*Goal*: Quote the whole iBook review word for word.

═══ Text shown ═══

Apple's affordable iBook boasts style and power

More on things Apple.

Last week we looked at the company's latest operating system, OS9 -- and saw a bunch of new features, but also a product that may be overshadowed by the company hyping its next major release: OS X.

This week, we will look at another product Apple announced several months before anyone could buy -- the iBook. It is the company's first portable computer at the popular $2,500 price point.

The August announcement of the iBook brought about a storm of interest, but more for its colour scheme than its capabilities. It's available in an unbusiness-like choice of blue and grayish-white ("blueberry" in Apple-speak) or orange and white ("tangerine"). Its rounded clamshell shape reminded some of a make-up compact, others of a toilet seat.

Computer columnist John Dvorak referred to it as "a girly computer," stirring passionate comments for and against the iBook.

Respondents in an on-
line poll were split pret-
ty evenly about whether they'd want to be seen in public carrying one.

All the to-do may have paid off in sales. Once the iBook finally became available, it shot up to the top of the sales charts for retail notebooks for several months at the end of the year.

Colour and curves aside, though, how capable is it as a business machine?

At 12 inches, the screen size isn't huge but the iBook's active matrix (TFT) screen is a pleasure. It is bright and crisp and looks larger than it actually is. The keys and keypad are big and there isn't the cramped feeling you get with some notebooks. The combination rubber and plastic case feels solid, like it should be able to take the abuse that comes with being portable.

Battery life is exceptional. Apple claims a charge lasts six hours, but I found that four is more realistic. Nevertheless, it's still much better than you'll find on most comparably priced notebooks.

═══ Raw data ═══

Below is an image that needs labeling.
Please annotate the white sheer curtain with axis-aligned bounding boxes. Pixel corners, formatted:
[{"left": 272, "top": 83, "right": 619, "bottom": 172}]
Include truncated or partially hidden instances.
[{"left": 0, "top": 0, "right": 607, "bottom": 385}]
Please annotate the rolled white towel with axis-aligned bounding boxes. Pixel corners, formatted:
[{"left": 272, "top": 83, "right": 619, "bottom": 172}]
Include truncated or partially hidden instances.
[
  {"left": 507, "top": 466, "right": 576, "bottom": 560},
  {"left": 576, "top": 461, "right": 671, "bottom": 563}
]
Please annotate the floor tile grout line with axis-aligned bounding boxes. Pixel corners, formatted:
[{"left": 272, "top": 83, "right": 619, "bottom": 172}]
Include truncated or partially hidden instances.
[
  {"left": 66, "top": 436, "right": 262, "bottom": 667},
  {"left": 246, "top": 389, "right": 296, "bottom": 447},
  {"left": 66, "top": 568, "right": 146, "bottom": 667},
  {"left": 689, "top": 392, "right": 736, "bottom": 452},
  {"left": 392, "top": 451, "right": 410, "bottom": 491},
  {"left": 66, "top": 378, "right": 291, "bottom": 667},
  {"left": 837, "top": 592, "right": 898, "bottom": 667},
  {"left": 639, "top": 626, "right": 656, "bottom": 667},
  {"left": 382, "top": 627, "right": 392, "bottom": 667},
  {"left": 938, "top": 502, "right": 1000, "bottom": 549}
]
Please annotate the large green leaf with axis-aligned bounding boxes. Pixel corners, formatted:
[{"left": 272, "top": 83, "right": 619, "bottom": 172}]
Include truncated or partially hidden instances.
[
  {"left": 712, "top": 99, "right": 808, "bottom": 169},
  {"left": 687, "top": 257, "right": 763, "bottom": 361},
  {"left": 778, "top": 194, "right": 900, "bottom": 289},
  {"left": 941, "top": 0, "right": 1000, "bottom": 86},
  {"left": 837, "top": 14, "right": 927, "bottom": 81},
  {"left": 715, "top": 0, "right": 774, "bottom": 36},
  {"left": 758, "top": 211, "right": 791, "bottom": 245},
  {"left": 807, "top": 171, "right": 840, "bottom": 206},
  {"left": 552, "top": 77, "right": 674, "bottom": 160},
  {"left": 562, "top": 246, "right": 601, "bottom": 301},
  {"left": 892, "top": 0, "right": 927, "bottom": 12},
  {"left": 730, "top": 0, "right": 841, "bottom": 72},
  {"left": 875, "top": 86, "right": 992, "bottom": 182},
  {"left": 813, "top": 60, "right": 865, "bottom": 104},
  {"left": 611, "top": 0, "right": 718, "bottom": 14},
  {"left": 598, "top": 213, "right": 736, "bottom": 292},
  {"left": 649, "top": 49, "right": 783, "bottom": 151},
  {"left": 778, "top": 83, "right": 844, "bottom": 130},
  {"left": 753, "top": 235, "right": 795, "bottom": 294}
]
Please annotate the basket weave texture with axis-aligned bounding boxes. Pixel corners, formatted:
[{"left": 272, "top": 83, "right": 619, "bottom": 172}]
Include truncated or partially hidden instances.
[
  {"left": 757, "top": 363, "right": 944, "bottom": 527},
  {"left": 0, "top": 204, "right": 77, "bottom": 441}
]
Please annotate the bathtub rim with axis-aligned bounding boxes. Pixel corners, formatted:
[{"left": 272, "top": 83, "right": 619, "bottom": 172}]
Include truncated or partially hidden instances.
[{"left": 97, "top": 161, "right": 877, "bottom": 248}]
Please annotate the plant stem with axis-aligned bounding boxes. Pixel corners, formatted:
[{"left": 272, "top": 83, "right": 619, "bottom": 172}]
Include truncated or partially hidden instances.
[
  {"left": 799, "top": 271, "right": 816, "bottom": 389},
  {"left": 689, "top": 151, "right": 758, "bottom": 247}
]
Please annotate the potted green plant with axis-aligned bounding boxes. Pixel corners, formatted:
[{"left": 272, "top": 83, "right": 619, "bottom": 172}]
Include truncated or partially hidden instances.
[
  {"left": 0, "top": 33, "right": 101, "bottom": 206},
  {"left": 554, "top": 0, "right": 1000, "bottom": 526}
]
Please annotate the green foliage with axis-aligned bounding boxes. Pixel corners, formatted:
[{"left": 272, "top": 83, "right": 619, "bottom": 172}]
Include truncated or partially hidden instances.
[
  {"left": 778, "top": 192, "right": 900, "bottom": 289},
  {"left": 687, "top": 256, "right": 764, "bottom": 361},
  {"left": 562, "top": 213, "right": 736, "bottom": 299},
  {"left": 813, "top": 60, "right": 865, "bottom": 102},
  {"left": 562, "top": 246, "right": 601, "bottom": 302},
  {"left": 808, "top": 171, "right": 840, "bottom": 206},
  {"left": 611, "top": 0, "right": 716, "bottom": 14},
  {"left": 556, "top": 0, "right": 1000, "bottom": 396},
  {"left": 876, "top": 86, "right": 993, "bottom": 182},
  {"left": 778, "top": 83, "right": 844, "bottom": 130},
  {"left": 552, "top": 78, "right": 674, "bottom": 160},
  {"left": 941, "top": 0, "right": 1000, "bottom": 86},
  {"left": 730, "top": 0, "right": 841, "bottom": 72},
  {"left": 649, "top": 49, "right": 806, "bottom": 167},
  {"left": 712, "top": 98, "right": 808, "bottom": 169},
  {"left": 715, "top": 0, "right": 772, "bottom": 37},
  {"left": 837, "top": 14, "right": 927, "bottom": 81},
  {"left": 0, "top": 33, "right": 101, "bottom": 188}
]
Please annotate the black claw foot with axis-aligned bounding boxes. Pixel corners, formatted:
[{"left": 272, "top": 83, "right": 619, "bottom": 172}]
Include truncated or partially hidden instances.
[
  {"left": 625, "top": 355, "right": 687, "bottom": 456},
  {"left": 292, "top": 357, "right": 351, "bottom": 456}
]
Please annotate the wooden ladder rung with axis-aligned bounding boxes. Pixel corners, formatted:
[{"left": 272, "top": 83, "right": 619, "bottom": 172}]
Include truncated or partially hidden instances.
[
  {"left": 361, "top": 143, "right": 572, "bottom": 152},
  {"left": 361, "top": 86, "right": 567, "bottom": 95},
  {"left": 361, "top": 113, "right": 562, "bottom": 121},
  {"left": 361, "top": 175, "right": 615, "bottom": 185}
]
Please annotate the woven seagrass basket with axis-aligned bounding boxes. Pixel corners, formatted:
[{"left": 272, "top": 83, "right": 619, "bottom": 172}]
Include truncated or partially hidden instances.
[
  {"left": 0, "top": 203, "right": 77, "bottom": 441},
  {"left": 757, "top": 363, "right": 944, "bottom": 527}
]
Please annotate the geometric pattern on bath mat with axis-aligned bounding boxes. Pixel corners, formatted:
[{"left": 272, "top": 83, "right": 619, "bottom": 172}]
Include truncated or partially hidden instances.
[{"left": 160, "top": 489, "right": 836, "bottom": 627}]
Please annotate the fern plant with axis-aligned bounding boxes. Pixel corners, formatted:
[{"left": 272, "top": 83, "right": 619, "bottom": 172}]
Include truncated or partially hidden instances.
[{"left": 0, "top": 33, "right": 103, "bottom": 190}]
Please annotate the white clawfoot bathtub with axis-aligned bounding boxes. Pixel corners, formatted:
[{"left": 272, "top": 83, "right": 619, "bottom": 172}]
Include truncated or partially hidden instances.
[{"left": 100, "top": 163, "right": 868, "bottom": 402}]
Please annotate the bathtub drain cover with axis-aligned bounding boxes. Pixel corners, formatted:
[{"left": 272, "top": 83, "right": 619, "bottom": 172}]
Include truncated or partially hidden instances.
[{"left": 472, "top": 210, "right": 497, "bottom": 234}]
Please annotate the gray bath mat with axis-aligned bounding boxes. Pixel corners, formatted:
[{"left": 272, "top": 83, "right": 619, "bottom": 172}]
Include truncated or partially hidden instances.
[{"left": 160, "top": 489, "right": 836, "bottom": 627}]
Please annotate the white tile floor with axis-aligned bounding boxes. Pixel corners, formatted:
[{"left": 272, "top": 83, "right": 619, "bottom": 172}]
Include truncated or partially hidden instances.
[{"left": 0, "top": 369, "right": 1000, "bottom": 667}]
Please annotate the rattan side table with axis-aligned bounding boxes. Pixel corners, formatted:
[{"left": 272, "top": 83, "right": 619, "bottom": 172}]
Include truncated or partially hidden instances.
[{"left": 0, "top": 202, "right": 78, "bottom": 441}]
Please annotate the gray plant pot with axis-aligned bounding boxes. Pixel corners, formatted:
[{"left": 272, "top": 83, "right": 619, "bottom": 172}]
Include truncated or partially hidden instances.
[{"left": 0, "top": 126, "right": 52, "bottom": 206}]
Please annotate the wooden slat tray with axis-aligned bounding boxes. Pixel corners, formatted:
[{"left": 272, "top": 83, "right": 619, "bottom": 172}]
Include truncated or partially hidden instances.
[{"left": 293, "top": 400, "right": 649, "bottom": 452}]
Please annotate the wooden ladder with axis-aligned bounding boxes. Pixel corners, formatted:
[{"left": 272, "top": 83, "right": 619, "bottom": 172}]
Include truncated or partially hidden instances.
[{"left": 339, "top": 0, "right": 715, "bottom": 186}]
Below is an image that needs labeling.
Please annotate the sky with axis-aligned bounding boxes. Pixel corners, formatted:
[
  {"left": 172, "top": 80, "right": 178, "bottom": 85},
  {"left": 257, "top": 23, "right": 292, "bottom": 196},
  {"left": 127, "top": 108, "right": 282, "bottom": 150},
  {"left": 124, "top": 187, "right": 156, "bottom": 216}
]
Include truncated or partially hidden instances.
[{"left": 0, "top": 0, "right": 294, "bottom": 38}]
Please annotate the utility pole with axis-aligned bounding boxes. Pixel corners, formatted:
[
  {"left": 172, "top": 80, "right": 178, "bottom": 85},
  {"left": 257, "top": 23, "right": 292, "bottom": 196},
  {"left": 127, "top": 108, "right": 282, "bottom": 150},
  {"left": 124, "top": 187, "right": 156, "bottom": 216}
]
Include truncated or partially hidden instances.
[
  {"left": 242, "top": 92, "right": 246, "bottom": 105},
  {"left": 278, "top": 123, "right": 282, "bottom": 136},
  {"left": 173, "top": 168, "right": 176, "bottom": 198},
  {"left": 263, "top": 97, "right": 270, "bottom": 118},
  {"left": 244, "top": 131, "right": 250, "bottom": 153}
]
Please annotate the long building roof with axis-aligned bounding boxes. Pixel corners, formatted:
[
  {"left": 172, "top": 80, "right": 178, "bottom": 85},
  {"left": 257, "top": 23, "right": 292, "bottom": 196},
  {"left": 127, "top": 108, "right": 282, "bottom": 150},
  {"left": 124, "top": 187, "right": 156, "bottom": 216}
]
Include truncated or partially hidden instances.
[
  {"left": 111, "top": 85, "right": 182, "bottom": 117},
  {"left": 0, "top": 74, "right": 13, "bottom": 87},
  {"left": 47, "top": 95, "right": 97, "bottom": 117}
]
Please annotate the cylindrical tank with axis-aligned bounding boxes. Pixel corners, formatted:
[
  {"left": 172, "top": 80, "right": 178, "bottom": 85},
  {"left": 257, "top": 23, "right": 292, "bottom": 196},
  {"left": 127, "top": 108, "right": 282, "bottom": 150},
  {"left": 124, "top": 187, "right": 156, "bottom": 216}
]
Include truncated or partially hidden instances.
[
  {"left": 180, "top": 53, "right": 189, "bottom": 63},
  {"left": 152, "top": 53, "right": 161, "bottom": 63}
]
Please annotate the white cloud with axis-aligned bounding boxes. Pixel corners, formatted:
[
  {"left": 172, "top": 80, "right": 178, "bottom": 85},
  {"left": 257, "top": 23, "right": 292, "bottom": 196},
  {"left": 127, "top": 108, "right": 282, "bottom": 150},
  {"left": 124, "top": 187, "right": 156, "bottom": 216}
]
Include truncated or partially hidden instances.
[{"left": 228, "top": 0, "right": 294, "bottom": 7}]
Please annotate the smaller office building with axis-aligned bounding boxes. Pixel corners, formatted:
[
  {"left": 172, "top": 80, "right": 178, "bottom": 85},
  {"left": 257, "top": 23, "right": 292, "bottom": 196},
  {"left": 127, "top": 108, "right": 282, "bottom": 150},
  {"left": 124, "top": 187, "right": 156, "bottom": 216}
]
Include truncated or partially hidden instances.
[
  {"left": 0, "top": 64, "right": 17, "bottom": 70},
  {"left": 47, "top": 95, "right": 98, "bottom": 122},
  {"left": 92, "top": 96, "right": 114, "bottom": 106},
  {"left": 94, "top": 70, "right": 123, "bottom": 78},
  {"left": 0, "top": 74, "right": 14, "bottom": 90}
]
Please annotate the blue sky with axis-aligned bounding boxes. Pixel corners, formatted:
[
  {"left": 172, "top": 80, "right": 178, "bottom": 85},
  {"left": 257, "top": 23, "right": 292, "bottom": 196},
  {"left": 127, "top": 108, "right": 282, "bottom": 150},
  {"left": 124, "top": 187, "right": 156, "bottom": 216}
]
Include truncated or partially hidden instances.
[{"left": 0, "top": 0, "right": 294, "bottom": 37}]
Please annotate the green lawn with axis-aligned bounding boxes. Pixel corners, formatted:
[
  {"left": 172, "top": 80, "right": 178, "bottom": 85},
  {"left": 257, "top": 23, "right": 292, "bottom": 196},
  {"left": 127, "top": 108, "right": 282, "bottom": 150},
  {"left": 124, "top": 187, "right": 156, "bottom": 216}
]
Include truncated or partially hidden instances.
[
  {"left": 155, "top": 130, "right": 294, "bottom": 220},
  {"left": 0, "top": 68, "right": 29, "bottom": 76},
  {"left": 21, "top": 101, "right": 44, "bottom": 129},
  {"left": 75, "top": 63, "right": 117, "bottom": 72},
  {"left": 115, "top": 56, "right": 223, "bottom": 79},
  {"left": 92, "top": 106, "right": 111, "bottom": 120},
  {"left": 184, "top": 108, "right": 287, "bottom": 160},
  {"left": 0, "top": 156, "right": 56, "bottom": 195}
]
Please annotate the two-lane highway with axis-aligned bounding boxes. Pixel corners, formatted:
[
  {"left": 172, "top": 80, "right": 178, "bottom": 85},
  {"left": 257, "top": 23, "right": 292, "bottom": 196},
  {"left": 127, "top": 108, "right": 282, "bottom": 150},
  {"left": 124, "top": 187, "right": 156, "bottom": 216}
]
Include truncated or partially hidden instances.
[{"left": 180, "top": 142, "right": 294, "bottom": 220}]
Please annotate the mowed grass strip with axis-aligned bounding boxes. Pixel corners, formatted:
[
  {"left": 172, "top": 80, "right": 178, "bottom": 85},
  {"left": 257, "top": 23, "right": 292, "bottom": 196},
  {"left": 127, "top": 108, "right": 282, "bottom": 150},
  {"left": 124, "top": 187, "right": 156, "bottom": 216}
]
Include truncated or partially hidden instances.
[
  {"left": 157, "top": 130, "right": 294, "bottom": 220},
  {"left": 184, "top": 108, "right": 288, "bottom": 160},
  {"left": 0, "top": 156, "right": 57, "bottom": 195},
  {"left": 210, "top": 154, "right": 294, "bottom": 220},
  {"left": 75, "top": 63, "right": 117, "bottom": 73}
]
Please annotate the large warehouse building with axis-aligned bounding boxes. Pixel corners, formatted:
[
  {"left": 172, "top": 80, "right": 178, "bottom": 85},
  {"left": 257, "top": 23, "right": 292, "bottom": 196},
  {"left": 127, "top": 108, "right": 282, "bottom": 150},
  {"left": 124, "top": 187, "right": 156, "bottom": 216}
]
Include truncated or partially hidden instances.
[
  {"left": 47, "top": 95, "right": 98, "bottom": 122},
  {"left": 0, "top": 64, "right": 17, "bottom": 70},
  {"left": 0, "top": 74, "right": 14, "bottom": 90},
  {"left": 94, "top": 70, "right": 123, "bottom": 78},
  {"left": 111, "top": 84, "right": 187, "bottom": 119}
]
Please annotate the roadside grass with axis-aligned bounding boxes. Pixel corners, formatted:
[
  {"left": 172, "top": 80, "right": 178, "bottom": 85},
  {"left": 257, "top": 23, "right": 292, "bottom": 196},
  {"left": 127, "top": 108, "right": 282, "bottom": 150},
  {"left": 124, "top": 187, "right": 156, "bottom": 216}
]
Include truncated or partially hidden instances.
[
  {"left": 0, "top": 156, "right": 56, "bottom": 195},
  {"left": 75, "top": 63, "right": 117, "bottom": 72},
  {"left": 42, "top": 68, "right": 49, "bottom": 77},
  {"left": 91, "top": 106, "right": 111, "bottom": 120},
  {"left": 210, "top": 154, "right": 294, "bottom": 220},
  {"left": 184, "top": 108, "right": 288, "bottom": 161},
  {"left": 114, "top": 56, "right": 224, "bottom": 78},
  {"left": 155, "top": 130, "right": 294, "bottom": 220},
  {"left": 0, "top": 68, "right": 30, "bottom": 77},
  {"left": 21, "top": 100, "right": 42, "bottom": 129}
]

═══

*Solution to this task*:
Apple's affordable iBook boasts style and power

More on things Apple.

Last week we looked at the company's latest operating system, OS9 -- and saw a bunch of new features, but also a product that may be overshadowed by the company hyping its next major release: OS X.

This week, we will look at another product Apple announced several months before anyone could buy -- the iBook. It is the company's first portable computer at the popular $2,500 price point.

The August announcement of the iBook brought about a storm of interest, but more for its colour scheme than its capabilities. It's available in an unbusiness-like choice of blue and grayish-white ("blueberry" in Apple-speak) or orange and white ("tangerine"). Its rounded clamshell shape reminded some of a make-up compact, others of a toilet seat.

Computer columnist John Dvorak referred to it as "a girly computer," stirring passionate comments for and against the iBook.

Respondents in an on-
line poll were split pret-
ty evenly about whether they'd want to be seen in public carrying one.

All the to-do may have paid off in sales. Once the iBook finally became available, it shot up to the top of the sales charts for retail notebooks for several months at the end of the year.

Colour and curves aside, though, how capable is it as a business machine?

At 12 inches, the screen size isn't huge but the iBook's active matrix (TFT) screen is a pleasure. It is bright and crisp and looks larger than it actually is. The keys and keypad are big and there isn't the cramped feeling you get with some notebooks. The combination rubber and plastic case feels solid, like it should be able to take the abuse that comes with being portable.

Battery life is exceptional. Apple claims a charge lasts six hours, but I found that four is more realistic. Nevertheless, it's still much better than you'll find on most comparably priced notebooks.